### Source document
Virtual convocation reminds us that we are always learning from just outside our social realm to the extent that we apply the elixir of critical thought to as many aspects of our life and our labour as possible.
Daily life in the 20s is probably going to be replete with metaphors equating virtual reality with a force of nature. An email from Telus arrived lately to state that their e-mail delivery service will shortly be taken over by Google. (The message latently reminded me of how email once was state of the art in its electronic anonymity compared to snail mail—delivered to a rural route by enchanting humans from Canada Post.) Telus, speaking in a Hal-like voice, or that’s what I heard in my head anyway, stated that “the migrations will be occurring in waves over the next few months to make the transition smooth. Customers will receive an invitation in their inbox before their migration occurs. Rest assured, we will be migrating all emails, contacts, and calendar events to the new platform.” All of us will be going, even what Telus terms our “aliases”. No one shall escape or be exempt. Have your papers in order. We’re all into one place like jellybeans or nickels into a jar. Or like cattle into a cattle car. Or something.
But wait, besides humming a few tunes of NOFX’s cover of the jazz classic “All of Me” what does this migration really mean? Migration makes me think of noble arctic Caribou traversing steppe lands to arrive at their annual calving rounds. No military satellite can capture the drive and determination of these instinctual beasts as they arrive to deposit their precious cargo of calves and amniotic fluid. Perhaps a sociological obstetrics of this virtual landscape of our culture might begin with a realization that what’s technologically impending is by no means necessary. As the great feminist slogan states: “biology is not destiny.” And when it comes to tech masquerading as natural and inevitable, destiny is not quite destiny either.
Now, you don’t have to be a poli-sci wingnut to recall Eisenhower’s claim that the military industrial complex was soon to dominate and oppress the free world. Yet it wasn’t only the content of Telus’ email that reminded me just how virtual the world has become and how deeply embedded big technology corporations are with one another. I guess all those Telus tv commercials with cute zoo animals against white Anne Geddes backdrops were telling us that we’ll all be herded like heifers someday soon.

Saved data entries:
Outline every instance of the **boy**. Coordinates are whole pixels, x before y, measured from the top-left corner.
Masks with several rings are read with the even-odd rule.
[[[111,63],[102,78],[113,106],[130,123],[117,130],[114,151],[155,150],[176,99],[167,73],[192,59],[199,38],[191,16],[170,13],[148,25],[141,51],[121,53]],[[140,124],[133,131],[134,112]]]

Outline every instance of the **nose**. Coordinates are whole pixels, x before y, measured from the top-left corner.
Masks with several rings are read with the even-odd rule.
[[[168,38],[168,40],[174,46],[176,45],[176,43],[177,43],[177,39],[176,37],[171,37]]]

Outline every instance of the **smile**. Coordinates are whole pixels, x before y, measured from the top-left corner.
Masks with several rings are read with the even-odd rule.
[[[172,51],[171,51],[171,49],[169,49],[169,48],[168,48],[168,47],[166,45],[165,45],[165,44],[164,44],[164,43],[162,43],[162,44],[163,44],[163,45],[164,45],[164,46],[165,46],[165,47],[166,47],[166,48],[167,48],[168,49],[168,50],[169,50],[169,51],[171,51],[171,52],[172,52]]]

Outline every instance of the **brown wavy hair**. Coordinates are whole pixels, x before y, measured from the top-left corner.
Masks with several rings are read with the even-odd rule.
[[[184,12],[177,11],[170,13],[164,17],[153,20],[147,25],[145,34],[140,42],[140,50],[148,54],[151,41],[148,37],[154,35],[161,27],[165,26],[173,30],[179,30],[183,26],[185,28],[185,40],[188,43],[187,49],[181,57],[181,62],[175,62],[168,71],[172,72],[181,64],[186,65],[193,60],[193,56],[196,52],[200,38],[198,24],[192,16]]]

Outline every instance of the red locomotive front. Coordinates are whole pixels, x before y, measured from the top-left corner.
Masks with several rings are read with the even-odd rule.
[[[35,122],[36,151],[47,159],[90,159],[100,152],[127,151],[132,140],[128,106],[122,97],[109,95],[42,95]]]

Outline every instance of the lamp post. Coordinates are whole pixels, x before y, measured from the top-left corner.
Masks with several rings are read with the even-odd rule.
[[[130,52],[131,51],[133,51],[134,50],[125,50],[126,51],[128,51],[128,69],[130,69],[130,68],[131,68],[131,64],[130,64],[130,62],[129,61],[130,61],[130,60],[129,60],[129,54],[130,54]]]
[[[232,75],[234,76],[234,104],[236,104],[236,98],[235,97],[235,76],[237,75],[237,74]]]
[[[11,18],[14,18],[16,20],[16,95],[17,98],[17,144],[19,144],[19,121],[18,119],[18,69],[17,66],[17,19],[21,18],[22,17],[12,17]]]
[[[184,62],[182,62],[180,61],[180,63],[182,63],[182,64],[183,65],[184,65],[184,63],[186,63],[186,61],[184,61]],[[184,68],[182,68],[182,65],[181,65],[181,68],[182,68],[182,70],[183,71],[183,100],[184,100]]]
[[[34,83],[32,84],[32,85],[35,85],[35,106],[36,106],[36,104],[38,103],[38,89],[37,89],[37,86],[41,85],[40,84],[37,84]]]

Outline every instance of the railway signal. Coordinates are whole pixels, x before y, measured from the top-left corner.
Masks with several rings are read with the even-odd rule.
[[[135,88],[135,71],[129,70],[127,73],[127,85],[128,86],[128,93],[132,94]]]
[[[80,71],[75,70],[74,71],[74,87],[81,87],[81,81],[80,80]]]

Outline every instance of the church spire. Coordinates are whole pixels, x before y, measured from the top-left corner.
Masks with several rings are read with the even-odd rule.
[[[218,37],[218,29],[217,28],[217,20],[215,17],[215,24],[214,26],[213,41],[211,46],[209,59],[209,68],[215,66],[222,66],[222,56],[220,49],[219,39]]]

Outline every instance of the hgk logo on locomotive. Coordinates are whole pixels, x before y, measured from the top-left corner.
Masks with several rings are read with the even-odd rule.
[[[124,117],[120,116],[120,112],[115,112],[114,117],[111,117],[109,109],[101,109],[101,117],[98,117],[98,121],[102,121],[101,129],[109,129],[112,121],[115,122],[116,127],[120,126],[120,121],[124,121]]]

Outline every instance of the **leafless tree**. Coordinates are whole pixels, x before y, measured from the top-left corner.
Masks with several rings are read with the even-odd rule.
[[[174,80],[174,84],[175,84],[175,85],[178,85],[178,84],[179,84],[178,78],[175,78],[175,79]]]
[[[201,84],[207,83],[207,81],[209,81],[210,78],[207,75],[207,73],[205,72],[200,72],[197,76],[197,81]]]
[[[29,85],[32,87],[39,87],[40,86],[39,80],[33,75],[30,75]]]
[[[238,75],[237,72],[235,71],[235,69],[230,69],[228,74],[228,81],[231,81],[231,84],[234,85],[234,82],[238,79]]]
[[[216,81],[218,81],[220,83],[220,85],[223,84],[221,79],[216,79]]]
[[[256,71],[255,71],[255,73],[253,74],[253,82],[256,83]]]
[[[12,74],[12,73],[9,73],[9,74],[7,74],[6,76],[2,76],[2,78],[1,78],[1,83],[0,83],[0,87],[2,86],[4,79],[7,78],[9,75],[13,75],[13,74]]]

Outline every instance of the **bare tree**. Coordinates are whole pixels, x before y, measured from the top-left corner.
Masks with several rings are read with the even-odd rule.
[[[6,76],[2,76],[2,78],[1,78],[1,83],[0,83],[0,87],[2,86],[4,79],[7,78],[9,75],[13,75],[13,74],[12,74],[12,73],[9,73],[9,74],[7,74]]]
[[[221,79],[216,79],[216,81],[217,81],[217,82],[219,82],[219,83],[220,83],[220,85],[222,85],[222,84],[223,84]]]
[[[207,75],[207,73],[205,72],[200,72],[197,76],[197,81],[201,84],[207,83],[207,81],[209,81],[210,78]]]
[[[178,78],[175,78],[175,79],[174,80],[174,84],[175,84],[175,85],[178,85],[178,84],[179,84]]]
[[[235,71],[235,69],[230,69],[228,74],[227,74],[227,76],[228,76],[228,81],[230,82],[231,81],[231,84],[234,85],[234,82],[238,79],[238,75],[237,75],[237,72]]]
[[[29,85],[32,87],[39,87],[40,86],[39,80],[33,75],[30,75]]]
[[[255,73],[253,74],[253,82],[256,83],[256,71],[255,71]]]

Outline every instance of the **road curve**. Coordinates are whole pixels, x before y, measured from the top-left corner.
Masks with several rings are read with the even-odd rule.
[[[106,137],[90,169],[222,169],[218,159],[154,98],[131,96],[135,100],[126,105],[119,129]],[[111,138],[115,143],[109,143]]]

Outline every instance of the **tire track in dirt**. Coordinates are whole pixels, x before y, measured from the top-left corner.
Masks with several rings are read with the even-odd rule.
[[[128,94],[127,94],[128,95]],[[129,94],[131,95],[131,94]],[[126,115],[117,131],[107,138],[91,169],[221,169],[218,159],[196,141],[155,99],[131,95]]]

### Tasks for this exercise
(a) In the essay on the Telus email migration, which company does Telus say will take over its email delivery service?
(b) Go on with the essay on the Telus email migration from where it stops.
These lines are separate material with no connection to the essay.

### Outputs for the tasks
(a) Google

(b)
The key term they used, migration, sought to naturalize a flow of paying customers into the maw of what old Testament scholars and Allen Ginsberg aficionados alike term the Great Moloch. Moloch was a pagan god that came to dominate a culture, says the Bible, until eventually people were so overawed by Moloch’s power that oppression became total and complete. Hello Google, hello that colourful and infantile logo! Ginsberg’s key poem ‘Howl’ elucidated Moloch in terms of a new skyscraper in his neighbourhood:
“Moloch the incomprehensible prison! Moloch the cross bone soulless jailhouse and Congress of sorrows! Moloch whose buildings are judgment! Moloch the vast stone of war! Moloch the stunned governments!
Moloch whose mind is pure machinery! Moloch whose blood is running money! Moloch whose fingers are ten armies! Moloch whose breast is a cannibal dynamo! Moloch whose ear is a smoking tomb!”
(https://www.poetryfoundation.org/poems/49303/howl).
Reality: Here, There, And Everywhere
Virtual convocation can teach us to be proud that we’ve enmeshed ourselves in the machinery of online learning and emerged wiser and unscathed and probably a heck of a lot more computer-savvy, regardless of our age. Likewise, we are the common denominator in all our studies in life and in school.
Learning is what happens between our ears. As Confucius famously put it, “may you live in interesting times” We do! Even if the whole internet disappeared and all our essays vanished in a mushroom cloud of erased electricity we would still, like a humble woods-person, possess the skills of writing and attention span to keep forever. What matters most in life, as in learning, is beyond quantification, virtual or physical. A marker signifying the ineffable sense of accomplishment is what convocation serves most to embed in our consciousness for the rest of our lives.